PAGE TEXT:
Troubleshooting Kafka TLS/SSL connection issues

After configuring Vertica, Kafka, and your scheduler to use TLS/SSL authentication and encryption, you may encounter issues with data streaming.

After configuring Vertica, Kafka, and your scheduler to use TLS/SSL authentication and encryption, you may encounter issues with data streaming. This section explains some of the more common errors you may encounter, and how to trouble shoot them.

Errors when launching the scheduler

You may see errors like this when launching the scheduler:

$ vkconfig launch --conf weblog.conf
java.sql.SQLNonTransientException: com.vertica.solutions.kafka.exception.ConfigurationException:
       No keystore system property found: null
    at com.vertica.solutions.kafka.util.SQLUtilities.getConnection(SQLUtilities.java:181)
    at com.vertica.solutions.kafka.cli.CLIUtil.assertDBConnectionWorks(CLIUtil.java:40)
    at com.vertica.solutions.kafka.Launcher.run(Launcher.java:135)
    at com.vertica.solutions.kafka.Launcher.main(Launcher.java:263)
Caused by: com.vertica.solutions.kafka.exception.ConfigurationException: No keystore system property found: null
    at com.vertica.solutions.kafka.security.KeyStoreUtil.loadStore(KeyStoreUtil.java:77)
    at com.vertica.solutions.kafka.security.KeyStoreUtil.<init>(KeyStoreUtil.java:42)
    at com.vertica.solutions.kafka.util.SQLUtilities.getConnection(SQLUtilities.java:179)

COLLECTED MATERIAL:
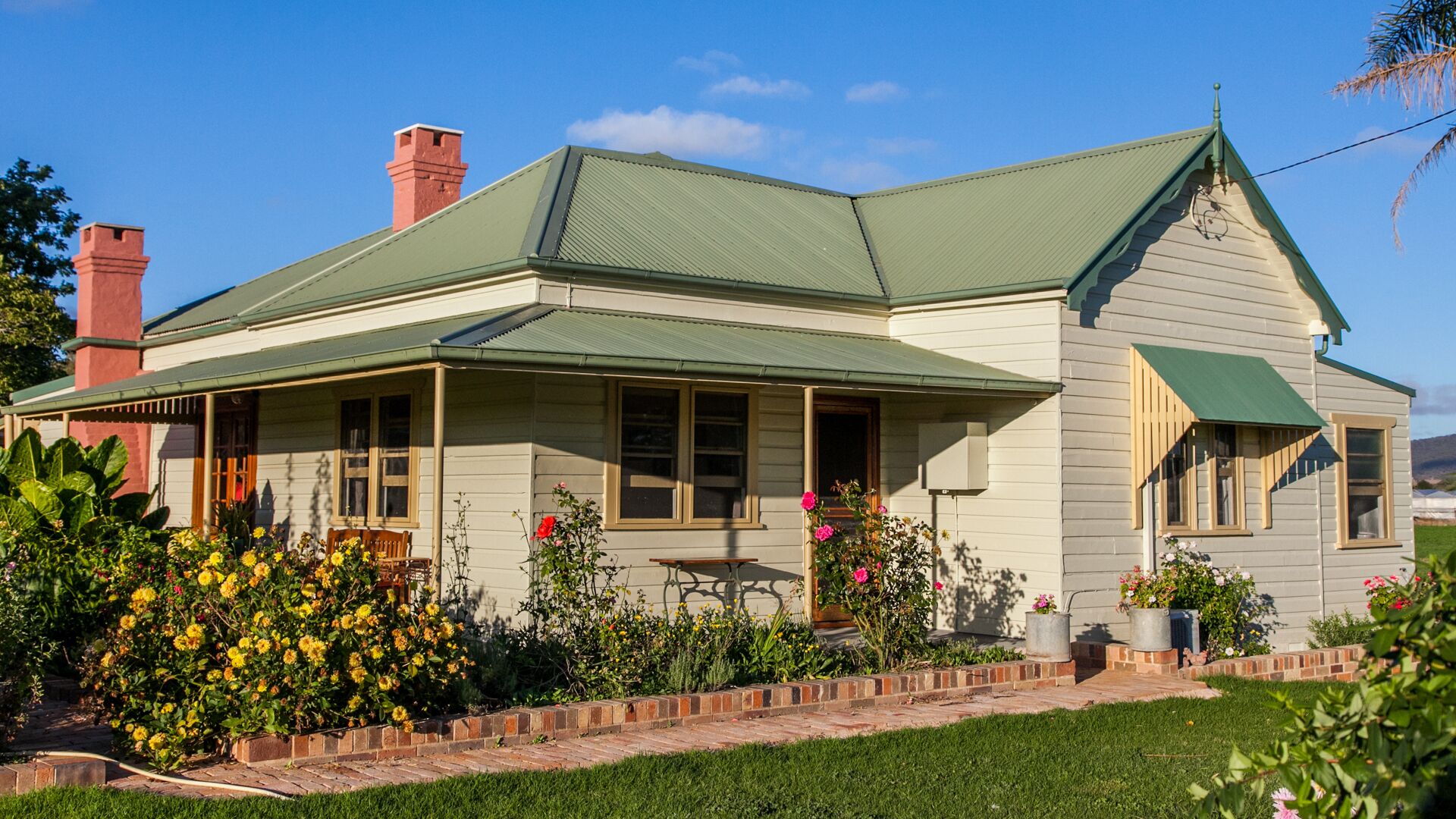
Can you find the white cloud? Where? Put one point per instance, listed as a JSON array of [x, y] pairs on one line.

TO DO: Reproduce the Kafka TLS/SSL troubleshooting page above word for word, from its title through the final line of the stack trace.

FULL OUTPUT:
Troubleshooting Kafka TLS/SSL connection issues

After configuring Vertica, Kafka, and your scheduler to use TLS/SSL authentication and encryption, you may encounter issues with data streaming.

After configuring Vertica, Kafka, and your scheduler to use TLS/SSL authentication and encryption, you may encounter issues with data streaming. This section explains some of the more common errors you may encounter, and how to trouble shoot them.

Errors when launching the scheduler

You may see errors like this when launching the scheduler:

$ vkconfig launch --conf weblog.conf
java.sql.SQLNonTransientException: com.vertica.solutions.kafka.exception.ConfigurationException:
       No keystore system property found: null
    at com.vertica.solutions.kafka.util.SQLUtilities.getConnection(SQLUtilities.java:181)
    at com.vertica.solutions.kafka.cli.CLIUtil.assertDBConnectionWorks(CLIUtil.java:40)
    at com.vertica.solutions.kafka.Launcher.run(Launcher.java:135)
    at com.vertica.solutions.kafka.Launcher.main(Launcher.java:263)
Caused by: com.vertica.solutions.kafka.exception.ConfigurationException: No keystore system property found: null
    at com.vertica.solutions.kafka.security.KeyStoreUtil.loadStore(KeyStoreUtil.java:77)
    at com.vertica.solutions.kafka.security.KeyStoreUtil.<init>(KeyStoreUtil.java:42)
    at com.vertica.solutions.kafka.util.SQLUtilities.getConnection(SQLUtilities.java:179)